» Text excerpt:
══════════════════════════════

Sunday, November 26, 2006

SPM

If any one remembered or read my blog earlier, you would realise that I mentioned about attending a jamboree after SPM. Apparently, my plans for those have been cancelled. Some know why and many don’t know why. I am not disclosing this matter now but I will maybe by the end of December. Friends who read this blog of mine might see it coming but most will find it unexpected. I feel a little guilty not telling my friends. It is like purposely disappear without telling.

I had my thoughts cleared after a few disturbing days which did affected my studies. SPM is ending and I can’t wait. Somehow, in the middle of the battle, I feel like giving up but some one or something glues the pieces of me before I fall and smash into a thousand pieces. I am pretty much sure my seniors have experienced this before. SPM- part of the circle of life for Malaysian students.

In the coming week- Add. Maths, Physics, Chemistry and Moral. It doesn’t sound tough right? If you think so, then, you are mad…

Yet, I still do not believe that I am finally sitting for SPM, the exam of my life. Since I was born until now, every thing I was taught have to be put in use. I had a dream yesterday. It was me sitting for my EST (English for Science and Technology) paper. I know I regretted that I did not write an essay good enough to be read. The examiner just snatched my paper and went. Although EST is officially over, imagine what EST did to my mind. As I was saying earlier, every knowledge owned now must be put in practise and no regrets must be left.

So far, I don’t want to regret about not answering a paper properly. I am a little relaxed compared to me when I sat for PMR. Perhaps it is because we’ve grown to be more mature and handle things better than when we were in Form 3. I know that when I was in Form 3, I did not go online for more than 10 months which lead to termination of my softhome.net email account.

══════════════════════════════

» Exercise data:
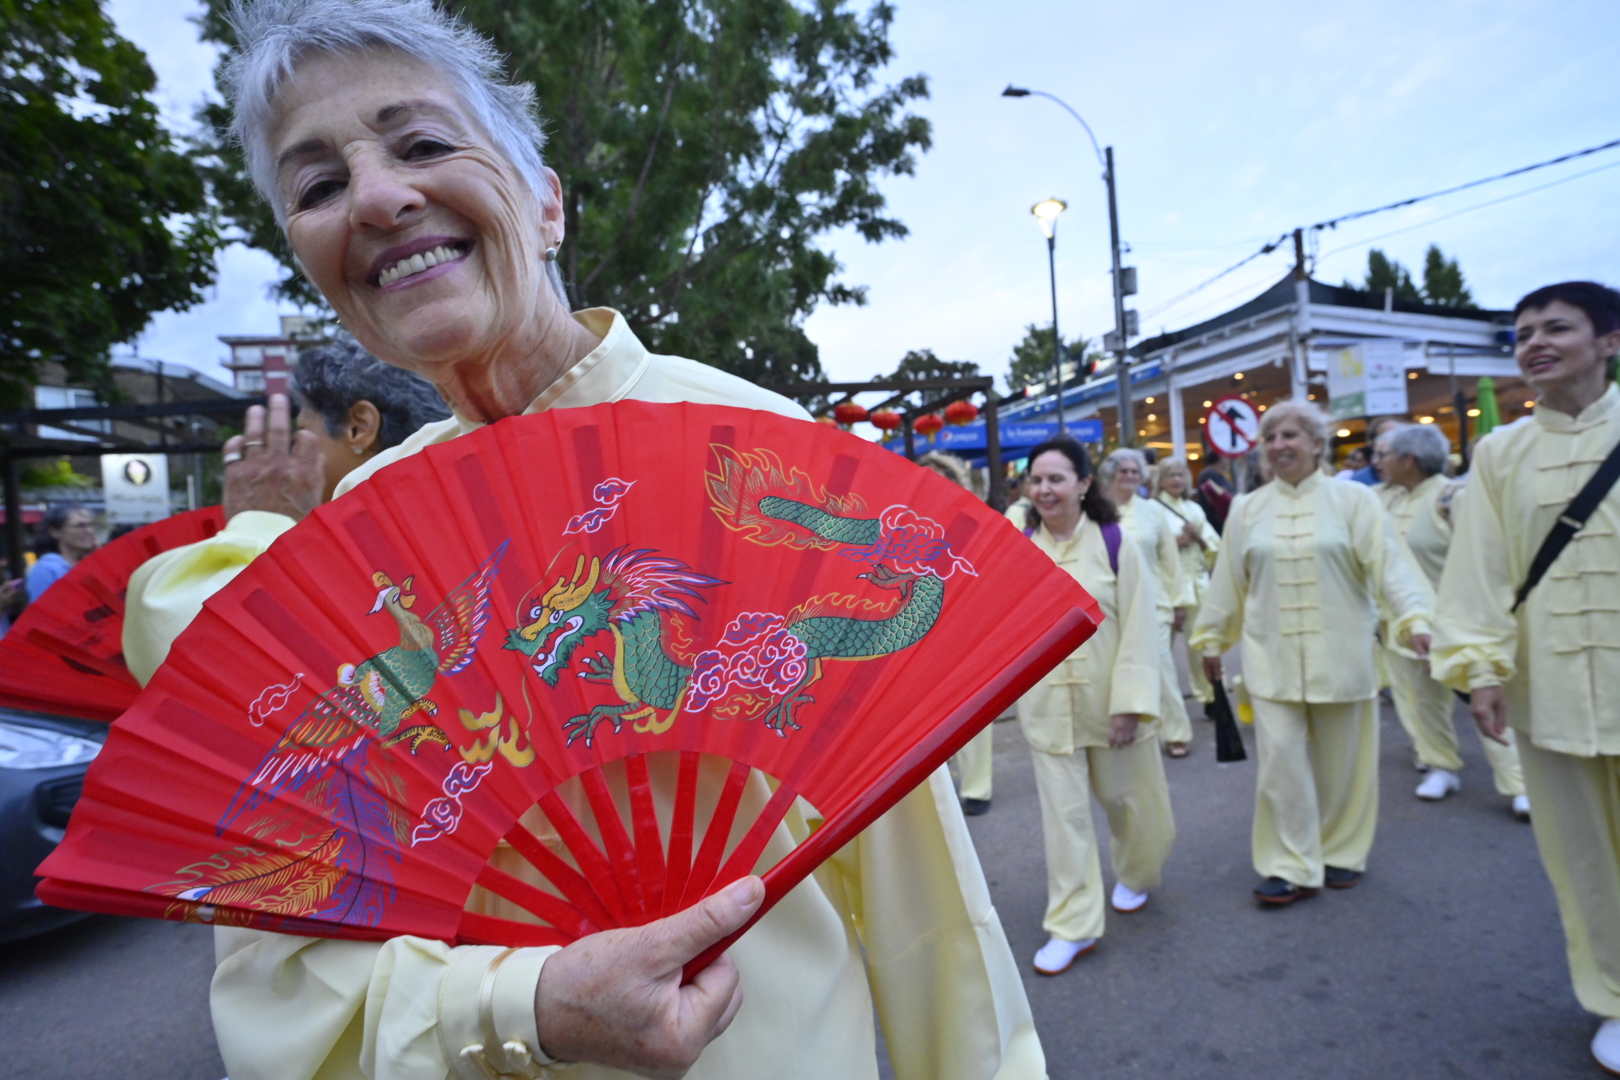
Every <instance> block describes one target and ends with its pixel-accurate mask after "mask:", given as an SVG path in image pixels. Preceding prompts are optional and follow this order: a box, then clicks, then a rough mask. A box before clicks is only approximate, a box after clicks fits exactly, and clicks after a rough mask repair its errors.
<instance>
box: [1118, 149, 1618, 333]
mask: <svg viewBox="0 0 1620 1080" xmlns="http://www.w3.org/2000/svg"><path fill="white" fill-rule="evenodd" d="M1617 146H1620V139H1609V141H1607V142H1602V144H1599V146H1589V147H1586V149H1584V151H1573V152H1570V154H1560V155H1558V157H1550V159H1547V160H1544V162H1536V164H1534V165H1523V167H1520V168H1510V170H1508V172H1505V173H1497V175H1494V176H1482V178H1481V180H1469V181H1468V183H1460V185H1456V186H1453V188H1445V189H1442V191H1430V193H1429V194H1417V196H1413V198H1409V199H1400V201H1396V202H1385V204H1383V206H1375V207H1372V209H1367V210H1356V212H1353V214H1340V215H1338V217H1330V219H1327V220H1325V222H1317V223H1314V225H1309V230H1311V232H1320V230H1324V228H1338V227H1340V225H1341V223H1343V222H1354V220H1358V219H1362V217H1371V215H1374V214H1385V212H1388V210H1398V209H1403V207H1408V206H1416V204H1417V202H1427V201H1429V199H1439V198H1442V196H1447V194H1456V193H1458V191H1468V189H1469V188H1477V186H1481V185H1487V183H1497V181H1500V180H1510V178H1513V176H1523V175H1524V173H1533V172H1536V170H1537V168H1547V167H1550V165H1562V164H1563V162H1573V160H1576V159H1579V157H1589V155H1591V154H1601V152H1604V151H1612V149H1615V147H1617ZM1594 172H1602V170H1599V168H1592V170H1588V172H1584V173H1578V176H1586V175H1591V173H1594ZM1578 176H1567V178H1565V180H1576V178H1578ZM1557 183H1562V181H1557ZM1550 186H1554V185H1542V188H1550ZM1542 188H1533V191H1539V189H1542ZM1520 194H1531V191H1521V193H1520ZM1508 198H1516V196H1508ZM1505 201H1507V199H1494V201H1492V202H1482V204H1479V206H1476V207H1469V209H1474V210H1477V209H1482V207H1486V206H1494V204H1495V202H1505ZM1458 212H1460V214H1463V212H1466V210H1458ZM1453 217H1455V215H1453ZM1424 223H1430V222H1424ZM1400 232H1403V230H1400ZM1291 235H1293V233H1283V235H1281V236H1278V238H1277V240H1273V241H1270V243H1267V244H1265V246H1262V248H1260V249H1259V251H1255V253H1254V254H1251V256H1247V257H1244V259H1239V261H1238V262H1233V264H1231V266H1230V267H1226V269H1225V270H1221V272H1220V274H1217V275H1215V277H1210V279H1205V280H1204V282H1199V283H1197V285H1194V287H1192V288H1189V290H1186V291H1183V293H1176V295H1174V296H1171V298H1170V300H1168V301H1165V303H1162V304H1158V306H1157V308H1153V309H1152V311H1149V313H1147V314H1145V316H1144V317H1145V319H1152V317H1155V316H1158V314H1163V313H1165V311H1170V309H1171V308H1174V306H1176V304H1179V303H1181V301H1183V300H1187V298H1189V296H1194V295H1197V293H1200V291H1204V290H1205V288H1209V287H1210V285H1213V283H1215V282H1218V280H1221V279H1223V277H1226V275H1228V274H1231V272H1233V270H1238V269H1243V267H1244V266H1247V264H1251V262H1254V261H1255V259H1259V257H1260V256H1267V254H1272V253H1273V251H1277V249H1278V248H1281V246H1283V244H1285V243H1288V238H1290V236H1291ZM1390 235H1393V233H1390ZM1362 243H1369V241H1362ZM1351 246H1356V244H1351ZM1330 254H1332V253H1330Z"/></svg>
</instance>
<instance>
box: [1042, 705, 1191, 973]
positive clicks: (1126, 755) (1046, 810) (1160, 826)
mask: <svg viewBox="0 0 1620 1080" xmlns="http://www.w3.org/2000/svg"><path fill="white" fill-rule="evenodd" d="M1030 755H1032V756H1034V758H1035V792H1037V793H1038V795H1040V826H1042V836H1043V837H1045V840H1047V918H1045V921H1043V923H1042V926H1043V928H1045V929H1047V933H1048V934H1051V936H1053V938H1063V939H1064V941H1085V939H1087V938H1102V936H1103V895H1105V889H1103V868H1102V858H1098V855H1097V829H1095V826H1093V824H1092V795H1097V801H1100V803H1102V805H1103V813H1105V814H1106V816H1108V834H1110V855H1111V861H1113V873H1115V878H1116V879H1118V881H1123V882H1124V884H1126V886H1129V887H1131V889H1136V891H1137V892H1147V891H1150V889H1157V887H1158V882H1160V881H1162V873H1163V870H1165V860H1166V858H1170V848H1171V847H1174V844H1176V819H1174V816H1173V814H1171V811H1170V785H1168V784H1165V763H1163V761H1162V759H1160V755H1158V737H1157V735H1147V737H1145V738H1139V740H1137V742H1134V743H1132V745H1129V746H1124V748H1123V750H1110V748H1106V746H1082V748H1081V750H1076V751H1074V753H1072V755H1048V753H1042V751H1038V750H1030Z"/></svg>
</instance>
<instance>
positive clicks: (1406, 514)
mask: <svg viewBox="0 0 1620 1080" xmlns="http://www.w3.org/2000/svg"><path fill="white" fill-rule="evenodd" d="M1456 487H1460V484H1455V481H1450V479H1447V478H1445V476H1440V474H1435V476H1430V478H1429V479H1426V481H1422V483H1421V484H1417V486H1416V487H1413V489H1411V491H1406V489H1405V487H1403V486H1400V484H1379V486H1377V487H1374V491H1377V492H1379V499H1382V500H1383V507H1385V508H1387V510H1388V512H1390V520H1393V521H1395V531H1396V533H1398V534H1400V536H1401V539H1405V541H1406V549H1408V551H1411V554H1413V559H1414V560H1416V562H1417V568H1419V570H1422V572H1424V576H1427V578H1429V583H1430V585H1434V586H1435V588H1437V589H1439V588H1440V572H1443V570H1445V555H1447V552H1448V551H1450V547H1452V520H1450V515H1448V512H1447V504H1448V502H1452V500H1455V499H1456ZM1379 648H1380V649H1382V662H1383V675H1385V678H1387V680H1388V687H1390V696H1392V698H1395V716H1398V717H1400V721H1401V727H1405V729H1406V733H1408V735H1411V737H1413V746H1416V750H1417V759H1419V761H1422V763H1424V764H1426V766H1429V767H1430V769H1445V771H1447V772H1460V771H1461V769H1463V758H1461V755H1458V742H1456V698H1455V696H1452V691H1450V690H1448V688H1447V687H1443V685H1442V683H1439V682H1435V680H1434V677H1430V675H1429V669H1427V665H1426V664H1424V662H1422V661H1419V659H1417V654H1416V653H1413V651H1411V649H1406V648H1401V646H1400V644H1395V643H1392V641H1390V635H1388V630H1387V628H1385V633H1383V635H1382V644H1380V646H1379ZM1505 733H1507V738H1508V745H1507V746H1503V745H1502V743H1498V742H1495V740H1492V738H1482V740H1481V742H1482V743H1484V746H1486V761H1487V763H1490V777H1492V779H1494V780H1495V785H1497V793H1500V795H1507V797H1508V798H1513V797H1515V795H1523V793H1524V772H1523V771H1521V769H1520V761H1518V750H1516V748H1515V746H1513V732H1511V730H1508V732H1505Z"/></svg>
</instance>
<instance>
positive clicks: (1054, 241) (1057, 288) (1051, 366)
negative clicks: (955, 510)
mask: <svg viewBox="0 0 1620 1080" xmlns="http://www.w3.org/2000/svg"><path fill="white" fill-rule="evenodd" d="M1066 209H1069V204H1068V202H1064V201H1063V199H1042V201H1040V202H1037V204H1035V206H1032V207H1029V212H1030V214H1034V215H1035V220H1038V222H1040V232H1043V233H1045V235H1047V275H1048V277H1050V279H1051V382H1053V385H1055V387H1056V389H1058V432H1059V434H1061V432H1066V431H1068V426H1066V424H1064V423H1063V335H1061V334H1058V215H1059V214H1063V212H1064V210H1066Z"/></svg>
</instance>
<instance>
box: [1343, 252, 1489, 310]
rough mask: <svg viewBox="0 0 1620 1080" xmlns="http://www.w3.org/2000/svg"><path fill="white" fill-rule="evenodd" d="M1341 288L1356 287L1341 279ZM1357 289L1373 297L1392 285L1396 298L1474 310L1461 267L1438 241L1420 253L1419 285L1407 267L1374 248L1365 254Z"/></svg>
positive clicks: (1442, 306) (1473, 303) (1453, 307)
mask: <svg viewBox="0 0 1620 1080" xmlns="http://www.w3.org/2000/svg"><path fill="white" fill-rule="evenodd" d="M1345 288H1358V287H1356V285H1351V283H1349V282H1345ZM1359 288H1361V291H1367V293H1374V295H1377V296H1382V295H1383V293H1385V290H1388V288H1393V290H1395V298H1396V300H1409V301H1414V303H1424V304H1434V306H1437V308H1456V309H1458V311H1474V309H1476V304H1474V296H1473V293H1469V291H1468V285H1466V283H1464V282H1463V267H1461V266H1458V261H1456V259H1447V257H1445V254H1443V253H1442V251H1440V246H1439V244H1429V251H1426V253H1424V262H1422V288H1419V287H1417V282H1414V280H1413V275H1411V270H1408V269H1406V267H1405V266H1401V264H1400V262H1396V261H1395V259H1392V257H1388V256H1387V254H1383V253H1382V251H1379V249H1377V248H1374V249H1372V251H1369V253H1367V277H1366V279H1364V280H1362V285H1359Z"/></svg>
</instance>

══════════════════════════════

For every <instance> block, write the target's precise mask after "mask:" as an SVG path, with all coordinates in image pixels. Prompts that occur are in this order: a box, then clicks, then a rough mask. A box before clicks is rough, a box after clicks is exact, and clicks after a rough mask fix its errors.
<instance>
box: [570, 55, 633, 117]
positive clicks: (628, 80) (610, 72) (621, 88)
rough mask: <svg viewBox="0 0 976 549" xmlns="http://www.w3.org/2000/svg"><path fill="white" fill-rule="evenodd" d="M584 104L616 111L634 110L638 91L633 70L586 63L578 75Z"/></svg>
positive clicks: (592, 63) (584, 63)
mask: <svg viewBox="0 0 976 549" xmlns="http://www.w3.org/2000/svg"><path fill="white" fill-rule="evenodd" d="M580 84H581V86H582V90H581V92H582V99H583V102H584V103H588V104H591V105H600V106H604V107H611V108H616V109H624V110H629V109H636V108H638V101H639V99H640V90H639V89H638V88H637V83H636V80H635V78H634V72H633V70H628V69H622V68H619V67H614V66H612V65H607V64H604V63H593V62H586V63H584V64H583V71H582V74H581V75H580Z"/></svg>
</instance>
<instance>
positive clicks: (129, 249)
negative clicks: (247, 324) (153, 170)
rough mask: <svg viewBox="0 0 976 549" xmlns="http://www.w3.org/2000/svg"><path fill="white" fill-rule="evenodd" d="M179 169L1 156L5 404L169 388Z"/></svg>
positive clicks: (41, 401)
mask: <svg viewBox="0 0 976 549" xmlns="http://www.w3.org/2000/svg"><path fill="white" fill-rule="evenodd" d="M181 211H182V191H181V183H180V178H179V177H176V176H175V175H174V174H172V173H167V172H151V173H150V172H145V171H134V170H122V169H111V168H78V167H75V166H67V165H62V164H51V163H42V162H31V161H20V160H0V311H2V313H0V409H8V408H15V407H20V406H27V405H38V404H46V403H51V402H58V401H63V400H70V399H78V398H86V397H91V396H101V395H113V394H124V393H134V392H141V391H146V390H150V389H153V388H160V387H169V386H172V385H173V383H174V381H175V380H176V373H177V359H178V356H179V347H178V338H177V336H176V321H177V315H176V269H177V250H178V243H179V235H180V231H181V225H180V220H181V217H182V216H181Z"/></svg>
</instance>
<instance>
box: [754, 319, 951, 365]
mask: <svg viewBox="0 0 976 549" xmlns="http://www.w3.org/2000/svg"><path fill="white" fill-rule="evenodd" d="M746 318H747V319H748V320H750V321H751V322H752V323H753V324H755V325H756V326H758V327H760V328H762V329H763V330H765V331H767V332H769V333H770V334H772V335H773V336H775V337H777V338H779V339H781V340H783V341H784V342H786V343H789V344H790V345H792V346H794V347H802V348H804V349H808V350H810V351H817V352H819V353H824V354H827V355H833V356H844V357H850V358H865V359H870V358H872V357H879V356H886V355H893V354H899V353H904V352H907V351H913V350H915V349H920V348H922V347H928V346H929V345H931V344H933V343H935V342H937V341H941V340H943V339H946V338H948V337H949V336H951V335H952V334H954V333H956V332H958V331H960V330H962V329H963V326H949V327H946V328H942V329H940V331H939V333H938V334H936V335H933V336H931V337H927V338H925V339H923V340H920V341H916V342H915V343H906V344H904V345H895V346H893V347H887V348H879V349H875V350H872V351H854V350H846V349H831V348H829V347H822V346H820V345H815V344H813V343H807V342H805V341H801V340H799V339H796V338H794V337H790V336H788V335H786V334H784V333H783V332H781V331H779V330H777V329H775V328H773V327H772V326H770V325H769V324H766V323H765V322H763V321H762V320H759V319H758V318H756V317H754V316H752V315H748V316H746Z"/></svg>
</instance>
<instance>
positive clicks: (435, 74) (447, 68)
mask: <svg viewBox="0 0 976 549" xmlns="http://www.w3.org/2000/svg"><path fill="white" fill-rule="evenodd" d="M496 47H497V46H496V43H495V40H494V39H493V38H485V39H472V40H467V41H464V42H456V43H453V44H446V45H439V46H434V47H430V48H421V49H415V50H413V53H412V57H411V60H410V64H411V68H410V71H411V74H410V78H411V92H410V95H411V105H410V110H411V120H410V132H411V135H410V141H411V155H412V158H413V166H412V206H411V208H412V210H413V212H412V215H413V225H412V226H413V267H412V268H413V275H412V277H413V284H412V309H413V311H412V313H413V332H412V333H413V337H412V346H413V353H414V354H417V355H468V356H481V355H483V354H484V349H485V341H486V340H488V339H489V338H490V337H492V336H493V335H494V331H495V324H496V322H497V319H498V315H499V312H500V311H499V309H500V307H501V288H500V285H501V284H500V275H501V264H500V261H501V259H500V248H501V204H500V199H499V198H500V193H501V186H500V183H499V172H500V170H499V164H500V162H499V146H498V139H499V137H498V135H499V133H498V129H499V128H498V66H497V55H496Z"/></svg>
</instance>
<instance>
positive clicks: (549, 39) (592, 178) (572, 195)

══════════════════════════════

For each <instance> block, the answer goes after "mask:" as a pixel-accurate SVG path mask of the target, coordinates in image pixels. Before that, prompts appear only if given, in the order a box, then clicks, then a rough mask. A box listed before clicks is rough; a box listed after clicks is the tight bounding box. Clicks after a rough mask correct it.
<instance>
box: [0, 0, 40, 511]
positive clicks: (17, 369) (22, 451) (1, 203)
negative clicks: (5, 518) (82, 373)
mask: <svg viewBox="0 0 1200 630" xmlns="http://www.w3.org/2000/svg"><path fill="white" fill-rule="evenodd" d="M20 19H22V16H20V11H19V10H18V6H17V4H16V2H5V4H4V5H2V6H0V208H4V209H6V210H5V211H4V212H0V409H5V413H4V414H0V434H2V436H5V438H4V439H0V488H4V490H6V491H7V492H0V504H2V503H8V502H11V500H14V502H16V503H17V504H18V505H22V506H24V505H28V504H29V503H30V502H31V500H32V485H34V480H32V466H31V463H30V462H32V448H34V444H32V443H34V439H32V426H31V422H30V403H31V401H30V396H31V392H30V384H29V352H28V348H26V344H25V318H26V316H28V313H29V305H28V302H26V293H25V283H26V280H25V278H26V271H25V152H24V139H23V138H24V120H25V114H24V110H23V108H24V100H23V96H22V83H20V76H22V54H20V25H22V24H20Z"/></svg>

══════════════════════════════

» Work instructions:
A. Can you update the SPM blog post from "If any one remembered" up to and including "disappear without telling.", with "jamboree" swapped for "camp"?
B. How would the SPM blog post go on after its final sentence? Write the next part.

» Per-task answers:
A.
If any one remembered or read my blog earlier, you would realise that I mentioned about attending a camp after SPM. Apparently, my plans for those have been cancelled. Some know why and many don’t know why. I am not disclosing this matter now but I will maybe by the end of December. Friends who read this blog of mine might see it coming but most will find it unexpected. I feel a little guilty not telling my friends. It is like purposely disappear without telling.

B.
I am so ready for life after SPM. I will be able to handle my time better then but for now, I will have to concentrate in my exams. Until next time, keep on visiting and leave me a comment.

Saturday, November 25, 2006

Shadow-friend

Friends

A friend is someone we turn to
when our spirits need a lift.
A friend is someone we treasure
for our friendship is a gift.
A friend is someone who fills our lives
with beauty, joy, and grace.
And makes the whole world we live in
a better and happier place.

- Jean Kyler McManus -

If friends were defined like in the poem above, then, he has been my friend but I haven’t been his. I wish to be one but I don’t know if I can be one. I was one sided. I resulted to feeling hurt.
He will never know the truth about what I think about him and I will never let him know. After all, he has someone to care for him. It is not exactly his loss, perhaps a quarter of it is mine but if he ever changes his mind, I am always there, only he wouldn’t know my existence.

I think it would be better if I became a shadow-like friend who only appears at night when he can’t see me…

Him

The first week of SPM is officially over. Only one more week to go… So far, the paper was quite challenging especially for History. All the science subjects, add. maths and moral is are my final papers I will be taking.

These few days, I didn’t have the mood to study.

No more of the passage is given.